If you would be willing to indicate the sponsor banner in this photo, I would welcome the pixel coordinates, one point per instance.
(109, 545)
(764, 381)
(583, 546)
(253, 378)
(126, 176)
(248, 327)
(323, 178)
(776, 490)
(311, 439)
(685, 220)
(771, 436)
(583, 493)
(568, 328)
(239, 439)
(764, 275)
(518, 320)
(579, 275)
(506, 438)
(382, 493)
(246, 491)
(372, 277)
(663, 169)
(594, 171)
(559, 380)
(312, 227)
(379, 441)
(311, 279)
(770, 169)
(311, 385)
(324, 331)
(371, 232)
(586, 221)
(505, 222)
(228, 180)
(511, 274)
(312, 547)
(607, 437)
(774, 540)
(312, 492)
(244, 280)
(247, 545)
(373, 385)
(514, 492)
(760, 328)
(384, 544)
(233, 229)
* * *
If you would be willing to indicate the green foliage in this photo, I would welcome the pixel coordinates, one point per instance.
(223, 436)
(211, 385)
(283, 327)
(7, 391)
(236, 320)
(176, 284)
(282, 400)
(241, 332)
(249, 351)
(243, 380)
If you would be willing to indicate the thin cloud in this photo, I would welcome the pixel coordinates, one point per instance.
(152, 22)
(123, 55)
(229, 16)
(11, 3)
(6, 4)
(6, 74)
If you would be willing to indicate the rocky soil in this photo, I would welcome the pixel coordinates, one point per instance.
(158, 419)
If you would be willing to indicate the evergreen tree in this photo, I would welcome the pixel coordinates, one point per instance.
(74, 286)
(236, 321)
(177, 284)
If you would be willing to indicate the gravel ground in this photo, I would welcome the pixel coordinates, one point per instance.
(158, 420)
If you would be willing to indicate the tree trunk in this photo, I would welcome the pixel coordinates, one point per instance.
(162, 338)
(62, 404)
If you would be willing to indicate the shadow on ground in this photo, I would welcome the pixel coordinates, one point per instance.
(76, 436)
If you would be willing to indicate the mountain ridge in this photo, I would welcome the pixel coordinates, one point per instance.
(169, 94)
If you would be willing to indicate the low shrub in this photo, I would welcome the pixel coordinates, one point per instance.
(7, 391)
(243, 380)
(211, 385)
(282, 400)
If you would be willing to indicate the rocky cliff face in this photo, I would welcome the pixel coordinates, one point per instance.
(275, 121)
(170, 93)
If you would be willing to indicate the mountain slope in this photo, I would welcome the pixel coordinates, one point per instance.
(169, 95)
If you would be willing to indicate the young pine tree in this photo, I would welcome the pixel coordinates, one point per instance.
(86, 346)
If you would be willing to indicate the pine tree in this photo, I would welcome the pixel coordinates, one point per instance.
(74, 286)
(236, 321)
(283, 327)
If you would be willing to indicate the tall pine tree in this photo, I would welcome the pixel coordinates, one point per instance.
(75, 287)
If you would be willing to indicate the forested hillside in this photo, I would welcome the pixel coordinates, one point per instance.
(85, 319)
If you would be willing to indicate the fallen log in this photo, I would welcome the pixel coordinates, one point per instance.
* * *
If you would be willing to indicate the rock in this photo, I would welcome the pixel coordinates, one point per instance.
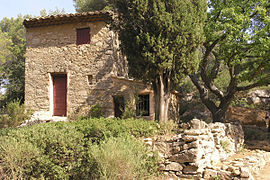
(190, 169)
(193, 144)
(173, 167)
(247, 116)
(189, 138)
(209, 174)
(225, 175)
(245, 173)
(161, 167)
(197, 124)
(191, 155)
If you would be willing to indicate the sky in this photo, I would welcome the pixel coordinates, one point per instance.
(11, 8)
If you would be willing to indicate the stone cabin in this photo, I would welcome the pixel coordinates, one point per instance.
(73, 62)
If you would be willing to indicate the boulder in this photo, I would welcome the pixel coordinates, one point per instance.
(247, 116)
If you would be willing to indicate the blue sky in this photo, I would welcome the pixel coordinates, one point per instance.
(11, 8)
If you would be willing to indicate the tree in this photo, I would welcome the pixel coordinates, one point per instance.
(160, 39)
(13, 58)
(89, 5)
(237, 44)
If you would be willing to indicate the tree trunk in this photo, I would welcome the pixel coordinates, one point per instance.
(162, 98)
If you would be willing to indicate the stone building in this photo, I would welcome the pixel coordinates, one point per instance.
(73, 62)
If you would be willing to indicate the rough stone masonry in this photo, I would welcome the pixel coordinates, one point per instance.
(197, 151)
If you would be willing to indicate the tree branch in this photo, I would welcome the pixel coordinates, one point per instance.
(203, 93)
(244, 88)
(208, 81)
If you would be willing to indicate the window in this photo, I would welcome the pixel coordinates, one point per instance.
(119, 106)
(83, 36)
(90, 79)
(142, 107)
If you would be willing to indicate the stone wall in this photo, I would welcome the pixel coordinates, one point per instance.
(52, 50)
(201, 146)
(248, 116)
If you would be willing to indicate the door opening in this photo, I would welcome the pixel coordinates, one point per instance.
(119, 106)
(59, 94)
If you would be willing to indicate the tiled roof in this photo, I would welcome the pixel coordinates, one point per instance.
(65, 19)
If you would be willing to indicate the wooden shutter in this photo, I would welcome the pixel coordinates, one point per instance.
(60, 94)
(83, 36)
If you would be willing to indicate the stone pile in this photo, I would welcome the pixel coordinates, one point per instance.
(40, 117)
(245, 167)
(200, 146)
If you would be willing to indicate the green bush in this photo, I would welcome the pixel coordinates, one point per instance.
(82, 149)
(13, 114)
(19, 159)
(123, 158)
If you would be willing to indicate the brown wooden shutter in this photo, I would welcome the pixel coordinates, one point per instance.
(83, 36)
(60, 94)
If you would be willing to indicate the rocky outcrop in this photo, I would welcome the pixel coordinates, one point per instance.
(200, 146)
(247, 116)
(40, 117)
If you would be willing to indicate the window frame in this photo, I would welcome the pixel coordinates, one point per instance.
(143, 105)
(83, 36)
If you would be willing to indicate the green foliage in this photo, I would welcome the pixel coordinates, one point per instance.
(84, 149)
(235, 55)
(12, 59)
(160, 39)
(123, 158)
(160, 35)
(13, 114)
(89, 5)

Action item: All lines in the listing above from the line containing "If you would be willing to indicate the young" to the line containing "If you would be willing to indicate the fallen", inclusive, should be retyped exactly; no other lines should appear.

Reply:
If you would be willing to indicate the young pine tree in this photo, I would welcome the pixel coordinates, one point per instance.
(86, 346)
If you would be willing to indicate the pine tree in this photo, I would welcome the pixel coordinates, one point per instance.
(74, 286)
(236, 321)
(283, 327)
If you would be willing to indicate the tall pine tree in this photo, I would welcome the pixel coordinates, one point per instance.
(75, 287)
If you would be willing to indicate the forested hillside in this photo, I would welcome the pixel coordinates, one point per instance.
(85, 319)
If you would be willing to indicate the fallen log in this photo, I would welcome the pixel coordinates, one point per instance.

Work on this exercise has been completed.